• [Objective]: Continue the passage on court intervention in pending election proceedings, starting after its final sentence.

• [Text section]:
-- START --

2) Any decision sought and rendered will not amount to “calling in question an election” if it subserves the progress of the election and facilitates the completion of the election. Anything done towards completing or in furtherance of the election proceedings cannot be described as questioning the election.
3) Subject to the above, the action taken or orders issued by Election Commission are open to judicial review on the well-settled parameters which enable judicial review of decisions of statutory bodies such as on a case of mala fide or arbitrary exercise of power being made out or the statutory body being shown to have acted in breach of law.
4) Without interrupting obstructing or delaying the progress of the election proceedings, judicial intervention is available if assistance of the Court has been sought for merely to correct or smoothen the progress of the election proceedings, to remove the obstacles therein, or to preserve a vital piece of evidence if the same would be lost or destroyed or rendered irretrievable by the time the results are declared and stage is set for invoking the jurisdiction of the Court.
5) The Court must be very circumspect and act with caution while entertaining any election dispute though not hit by the bar of Article 329(b) but brought it to during the pendency of election proceedings. The Court must guard against any attempt at retarding, interrupting, protracting or stalling of the election proceedings. Care has to be taken to see that there is no attempt to utilize the Court’s indulgence by filing a petition outwardly innocuous but essentially a subterfuge or pretext for achieving an ulterior or hidden end. Needless to say that in the very nature of the things the Court would act except on a clear and strong case for its intervention having been made out by raising the pleas with particulars and precision and supporting the same by necessary material.

-- END --

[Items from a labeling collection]
-- START --

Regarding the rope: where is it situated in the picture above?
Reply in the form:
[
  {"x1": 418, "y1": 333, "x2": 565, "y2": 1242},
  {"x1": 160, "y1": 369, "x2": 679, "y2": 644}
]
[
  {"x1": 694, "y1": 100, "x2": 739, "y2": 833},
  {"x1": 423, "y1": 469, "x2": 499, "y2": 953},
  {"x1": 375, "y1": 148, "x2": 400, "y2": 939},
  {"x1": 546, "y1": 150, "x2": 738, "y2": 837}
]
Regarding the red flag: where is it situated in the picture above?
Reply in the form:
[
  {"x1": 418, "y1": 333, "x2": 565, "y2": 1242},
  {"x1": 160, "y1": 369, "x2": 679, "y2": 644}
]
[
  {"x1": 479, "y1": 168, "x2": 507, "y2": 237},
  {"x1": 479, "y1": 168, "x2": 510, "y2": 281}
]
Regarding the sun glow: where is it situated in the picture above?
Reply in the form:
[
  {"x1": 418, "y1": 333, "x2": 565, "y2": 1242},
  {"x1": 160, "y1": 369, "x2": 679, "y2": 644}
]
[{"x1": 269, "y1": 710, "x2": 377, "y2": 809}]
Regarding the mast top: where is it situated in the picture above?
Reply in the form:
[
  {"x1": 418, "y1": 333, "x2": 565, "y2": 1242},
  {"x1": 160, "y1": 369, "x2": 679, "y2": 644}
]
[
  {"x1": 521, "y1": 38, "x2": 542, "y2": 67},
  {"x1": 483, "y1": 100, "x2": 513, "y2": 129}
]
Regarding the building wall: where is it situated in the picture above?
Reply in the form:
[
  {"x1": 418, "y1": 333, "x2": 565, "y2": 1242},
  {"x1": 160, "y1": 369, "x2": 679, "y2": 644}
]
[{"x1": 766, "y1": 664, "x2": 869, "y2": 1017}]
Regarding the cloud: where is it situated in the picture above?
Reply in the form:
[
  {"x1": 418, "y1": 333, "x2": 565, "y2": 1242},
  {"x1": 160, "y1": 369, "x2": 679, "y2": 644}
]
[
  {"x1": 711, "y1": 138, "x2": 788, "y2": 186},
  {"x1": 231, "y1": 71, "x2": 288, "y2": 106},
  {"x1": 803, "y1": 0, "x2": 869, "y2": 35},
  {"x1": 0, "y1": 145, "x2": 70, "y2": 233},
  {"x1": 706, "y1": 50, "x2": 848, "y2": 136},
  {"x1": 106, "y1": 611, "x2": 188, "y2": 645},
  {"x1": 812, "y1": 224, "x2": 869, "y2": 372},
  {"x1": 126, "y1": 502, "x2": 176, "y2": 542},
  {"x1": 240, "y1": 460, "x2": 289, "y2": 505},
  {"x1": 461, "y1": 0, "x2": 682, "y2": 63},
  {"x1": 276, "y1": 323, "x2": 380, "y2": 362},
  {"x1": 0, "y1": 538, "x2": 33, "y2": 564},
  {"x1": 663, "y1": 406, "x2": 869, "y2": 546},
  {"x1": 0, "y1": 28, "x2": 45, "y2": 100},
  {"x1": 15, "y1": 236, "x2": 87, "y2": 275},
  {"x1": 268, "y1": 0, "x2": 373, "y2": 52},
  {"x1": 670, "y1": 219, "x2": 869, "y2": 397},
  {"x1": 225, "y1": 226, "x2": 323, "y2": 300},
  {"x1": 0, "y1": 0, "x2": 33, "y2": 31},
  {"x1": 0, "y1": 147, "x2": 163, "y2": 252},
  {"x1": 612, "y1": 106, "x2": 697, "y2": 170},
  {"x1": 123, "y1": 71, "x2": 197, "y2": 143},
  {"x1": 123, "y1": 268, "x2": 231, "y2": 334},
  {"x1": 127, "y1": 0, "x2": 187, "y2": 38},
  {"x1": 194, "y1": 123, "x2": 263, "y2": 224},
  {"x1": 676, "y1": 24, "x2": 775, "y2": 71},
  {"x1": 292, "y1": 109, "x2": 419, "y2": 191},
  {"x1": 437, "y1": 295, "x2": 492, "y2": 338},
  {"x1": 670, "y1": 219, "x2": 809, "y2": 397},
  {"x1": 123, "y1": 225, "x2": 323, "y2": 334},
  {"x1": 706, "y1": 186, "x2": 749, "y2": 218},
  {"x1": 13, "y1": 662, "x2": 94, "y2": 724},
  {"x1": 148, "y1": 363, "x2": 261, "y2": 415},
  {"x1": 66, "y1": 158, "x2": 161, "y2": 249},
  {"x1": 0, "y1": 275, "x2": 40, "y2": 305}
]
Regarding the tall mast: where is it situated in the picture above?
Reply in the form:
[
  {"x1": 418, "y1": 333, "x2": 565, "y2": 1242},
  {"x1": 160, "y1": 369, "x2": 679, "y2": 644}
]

-- END --

• [Answer for the task]:
These conclusions, however, should not be constructed as a summary of our judgment. These have to be read along with the earlier part of our judgment wherein the conclusions have been elaborately stated with reasons.
8. In view of the judgment of the Apex Court in Ashok Kumar’s case, in my view the writ petition is maintainable under Article 226 of Constitution of India, therefore, the preliminary objection raised by the respondent is liable to be rejected.
9. Shri Madkholkar, learned Counsel appearing on behalf of the petitioner, submitted that against the order passed by the Commissioner, levying surcharge he has preferred an appeal and in the said appeal stay was granted to the operation of the order of the Commissioner. He further submitted that in view of the stay granted by the Appellate Court, no amount was due and payable and, therefore, he had not committed any act, whereby he has liable to be disqualified as per the provisions of the said Act.
10. Shri Madkholkar, learned Counsel appearing on behalf of the petitioner, further submitted that section 12 of the Bombay Local Fund Audit Act, 1930 laid down the procedure for the recovery of the surcharges and the charges.
Section 12 reads as follows:
(1) Every sum certified by the Commissioner to be due from any person under sub-section (1) of section 11 shall be paid by such person into the treasury or bank in which the funds of the local authority concerned are lodged, within one month from the receipt by him of the decision of the Commissioner, unless within that time such person has applied to the Court or to (the State Government) as provided in section 13.
(2) The said sum, if no duly paid, or if an application has been made to the Court or to (the (State) Government) against the decision of the Commissioner as provided in sub-section (1) of section 13, such sum as the Court or (the (State) Government) shall declare to be due, shall be recoverable (as an arrear of land revenue).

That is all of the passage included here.